──────── INFORMATION GIVEN

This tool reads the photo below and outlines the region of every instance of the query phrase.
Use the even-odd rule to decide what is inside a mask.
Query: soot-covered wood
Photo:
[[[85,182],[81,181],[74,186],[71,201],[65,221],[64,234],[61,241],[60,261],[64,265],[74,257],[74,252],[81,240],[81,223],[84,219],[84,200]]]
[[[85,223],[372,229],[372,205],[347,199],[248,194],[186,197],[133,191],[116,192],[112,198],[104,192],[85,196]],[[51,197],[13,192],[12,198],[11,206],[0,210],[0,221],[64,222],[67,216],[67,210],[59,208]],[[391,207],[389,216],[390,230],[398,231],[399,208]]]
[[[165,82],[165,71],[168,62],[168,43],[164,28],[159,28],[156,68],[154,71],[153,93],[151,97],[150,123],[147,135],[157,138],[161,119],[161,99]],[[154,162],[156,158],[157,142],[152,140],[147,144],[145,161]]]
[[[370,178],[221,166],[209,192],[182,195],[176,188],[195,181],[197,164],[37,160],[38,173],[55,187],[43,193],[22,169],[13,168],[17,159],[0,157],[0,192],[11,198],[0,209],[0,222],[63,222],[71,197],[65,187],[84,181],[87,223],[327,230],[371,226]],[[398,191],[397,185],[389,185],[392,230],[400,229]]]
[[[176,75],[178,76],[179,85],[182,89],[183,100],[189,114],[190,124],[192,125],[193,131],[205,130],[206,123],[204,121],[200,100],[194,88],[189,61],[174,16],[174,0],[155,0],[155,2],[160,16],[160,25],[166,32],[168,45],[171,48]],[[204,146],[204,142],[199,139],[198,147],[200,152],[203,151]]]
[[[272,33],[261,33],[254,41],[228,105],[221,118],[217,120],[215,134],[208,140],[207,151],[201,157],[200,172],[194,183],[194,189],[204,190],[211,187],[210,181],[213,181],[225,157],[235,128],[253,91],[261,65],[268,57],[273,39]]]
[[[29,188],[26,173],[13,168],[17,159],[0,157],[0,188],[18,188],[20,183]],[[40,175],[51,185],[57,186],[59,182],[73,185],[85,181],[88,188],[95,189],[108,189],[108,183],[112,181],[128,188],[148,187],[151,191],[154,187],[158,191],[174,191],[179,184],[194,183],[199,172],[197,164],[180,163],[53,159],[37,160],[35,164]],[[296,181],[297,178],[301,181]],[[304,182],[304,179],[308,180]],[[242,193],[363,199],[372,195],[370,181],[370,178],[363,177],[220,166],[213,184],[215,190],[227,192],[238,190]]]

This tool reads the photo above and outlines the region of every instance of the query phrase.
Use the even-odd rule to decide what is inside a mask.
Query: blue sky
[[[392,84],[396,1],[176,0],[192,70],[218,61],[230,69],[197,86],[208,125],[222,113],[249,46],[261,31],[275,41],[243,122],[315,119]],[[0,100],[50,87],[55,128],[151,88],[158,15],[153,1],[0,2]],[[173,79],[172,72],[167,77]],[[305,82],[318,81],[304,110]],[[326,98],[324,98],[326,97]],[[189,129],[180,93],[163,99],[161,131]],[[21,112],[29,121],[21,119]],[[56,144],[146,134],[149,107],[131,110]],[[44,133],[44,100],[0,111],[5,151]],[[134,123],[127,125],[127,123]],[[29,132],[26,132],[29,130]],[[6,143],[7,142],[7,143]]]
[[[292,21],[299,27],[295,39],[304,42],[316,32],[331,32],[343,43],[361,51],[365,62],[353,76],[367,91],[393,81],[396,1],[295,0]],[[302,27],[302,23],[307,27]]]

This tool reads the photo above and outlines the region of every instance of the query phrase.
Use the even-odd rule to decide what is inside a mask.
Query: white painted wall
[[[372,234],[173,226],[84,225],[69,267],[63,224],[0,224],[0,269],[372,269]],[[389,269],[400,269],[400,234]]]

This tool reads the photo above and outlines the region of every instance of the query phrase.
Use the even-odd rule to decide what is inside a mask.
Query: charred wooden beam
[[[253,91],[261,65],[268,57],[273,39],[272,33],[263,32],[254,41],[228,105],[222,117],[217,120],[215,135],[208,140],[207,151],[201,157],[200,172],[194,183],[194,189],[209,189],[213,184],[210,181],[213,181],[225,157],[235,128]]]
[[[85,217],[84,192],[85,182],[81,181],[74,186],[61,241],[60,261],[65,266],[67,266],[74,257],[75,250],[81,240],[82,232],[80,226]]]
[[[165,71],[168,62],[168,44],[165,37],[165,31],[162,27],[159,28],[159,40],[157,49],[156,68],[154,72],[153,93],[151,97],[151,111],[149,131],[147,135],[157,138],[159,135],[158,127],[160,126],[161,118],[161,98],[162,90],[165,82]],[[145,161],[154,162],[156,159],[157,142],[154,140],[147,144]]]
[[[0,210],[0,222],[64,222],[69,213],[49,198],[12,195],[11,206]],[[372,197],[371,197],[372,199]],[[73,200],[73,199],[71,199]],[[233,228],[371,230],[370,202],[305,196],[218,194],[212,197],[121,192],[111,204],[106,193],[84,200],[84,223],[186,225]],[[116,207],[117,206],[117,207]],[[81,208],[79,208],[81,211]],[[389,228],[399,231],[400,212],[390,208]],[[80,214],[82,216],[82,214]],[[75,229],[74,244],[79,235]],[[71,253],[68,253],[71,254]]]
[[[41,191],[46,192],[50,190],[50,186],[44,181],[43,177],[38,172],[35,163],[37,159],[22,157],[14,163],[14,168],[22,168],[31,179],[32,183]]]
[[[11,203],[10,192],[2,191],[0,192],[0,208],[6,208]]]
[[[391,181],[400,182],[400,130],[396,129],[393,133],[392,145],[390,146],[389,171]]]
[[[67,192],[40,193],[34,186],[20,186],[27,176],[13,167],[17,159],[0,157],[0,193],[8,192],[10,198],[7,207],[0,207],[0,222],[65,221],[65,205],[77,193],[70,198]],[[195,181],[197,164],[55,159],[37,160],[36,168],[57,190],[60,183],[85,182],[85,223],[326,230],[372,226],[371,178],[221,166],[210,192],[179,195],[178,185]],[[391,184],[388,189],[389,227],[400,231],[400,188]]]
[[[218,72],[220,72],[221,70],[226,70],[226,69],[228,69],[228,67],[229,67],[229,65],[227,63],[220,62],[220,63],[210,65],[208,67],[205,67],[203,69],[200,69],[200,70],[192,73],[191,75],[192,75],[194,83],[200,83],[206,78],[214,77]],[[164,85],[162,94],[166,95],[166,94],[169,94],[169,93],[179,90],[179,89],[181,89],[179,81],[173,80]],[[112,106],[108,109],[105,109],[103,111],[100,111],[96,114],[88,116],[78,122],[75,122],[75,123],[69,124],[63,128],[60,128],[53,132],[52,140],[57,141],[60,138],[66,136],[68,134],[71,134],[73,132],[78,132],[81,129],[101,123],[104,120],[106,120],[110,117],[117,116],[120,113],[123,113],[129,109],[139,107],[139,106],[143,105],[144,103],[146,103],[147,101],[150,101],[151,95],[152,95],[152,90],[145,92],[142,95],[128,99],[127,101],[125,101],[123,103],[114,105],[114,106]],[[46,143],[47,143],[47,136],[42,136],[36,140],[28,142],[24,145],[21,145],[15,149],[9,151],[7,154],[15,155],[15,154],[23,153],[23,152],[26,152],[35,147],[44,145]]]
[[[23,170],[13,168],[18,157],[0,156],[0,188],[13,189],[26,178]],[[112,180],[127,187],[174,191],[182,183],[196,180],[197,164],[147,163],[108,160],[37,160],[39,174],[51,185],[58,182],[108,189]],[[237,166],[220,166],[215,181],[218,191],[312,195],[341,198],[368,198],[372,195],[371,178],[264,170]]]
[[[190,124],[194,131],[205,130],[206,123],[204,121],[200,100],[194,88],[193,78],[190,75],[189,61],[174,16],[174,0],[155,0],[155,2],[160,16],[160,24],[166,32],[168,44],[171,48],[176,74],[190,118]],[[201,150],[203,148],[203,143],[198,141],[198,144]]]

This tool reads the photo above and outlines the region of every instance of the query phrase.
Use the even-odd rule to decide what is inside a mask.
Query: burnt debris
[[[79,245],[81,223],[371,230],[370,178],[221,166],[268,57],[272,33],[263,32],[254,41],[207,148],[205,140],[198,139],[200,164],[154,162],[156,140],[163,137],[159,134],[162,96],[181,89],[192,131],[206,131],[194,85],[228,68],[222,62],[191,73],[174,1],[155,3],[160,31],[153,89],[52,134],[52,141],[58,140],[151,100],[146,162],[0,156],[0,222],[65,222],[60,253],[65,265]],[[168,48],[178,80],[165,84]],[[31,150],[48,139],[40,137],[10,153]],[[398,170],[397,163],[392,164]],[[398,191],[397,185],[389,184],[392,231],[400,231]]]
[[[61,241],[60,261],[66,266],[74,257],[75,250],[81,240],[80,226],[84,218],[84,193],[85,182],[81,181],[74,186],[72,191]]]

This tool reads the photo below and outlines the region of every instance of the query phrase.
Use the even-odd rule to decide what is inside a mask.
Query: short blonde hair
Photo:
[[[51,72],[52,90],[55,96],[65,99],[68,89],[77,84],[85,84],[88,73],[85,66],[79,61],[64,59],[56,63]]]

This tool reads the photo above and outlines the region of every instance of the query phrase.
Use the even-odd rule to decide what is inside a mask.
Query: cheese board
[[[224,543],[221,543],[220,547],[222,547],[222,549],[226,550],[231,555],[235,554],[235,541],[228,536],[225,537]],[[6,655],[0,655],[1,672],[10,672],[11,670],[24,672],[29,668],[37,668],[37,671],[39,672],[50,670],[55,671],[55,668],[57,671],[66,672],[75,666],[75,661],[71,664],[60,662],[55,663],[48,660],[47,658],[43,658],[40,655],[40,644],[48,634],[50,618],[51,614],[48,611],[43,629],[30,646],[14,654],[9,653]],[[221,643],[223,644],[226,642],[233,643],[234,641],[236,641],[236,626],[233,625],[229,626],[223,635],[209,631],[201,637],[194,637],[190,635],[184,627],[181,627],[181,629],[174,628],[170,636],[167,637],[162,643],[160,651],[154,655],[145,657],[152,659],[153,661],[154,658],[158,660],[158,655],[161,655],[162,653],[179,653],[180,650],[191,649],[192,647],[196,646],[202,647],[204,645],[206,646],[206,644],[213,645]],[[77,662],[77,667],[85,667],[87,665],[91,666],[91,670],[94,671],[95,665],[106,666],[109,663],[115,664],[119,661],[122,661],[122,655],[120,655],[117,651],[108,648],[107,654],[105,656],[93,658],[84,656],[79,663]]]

────────────────

• **WORK REQUEST**: Output, exactly and in full, the lines from the start of the entries above through the line that contains "Query: soot-covered wood".

• **WRITTEN SOLUTION**:
This tool reads the photo below and outlines the region of every instance of the query phrase.
Use the even-odd rule to decide what is inside a mask.
Query: soot-covered wood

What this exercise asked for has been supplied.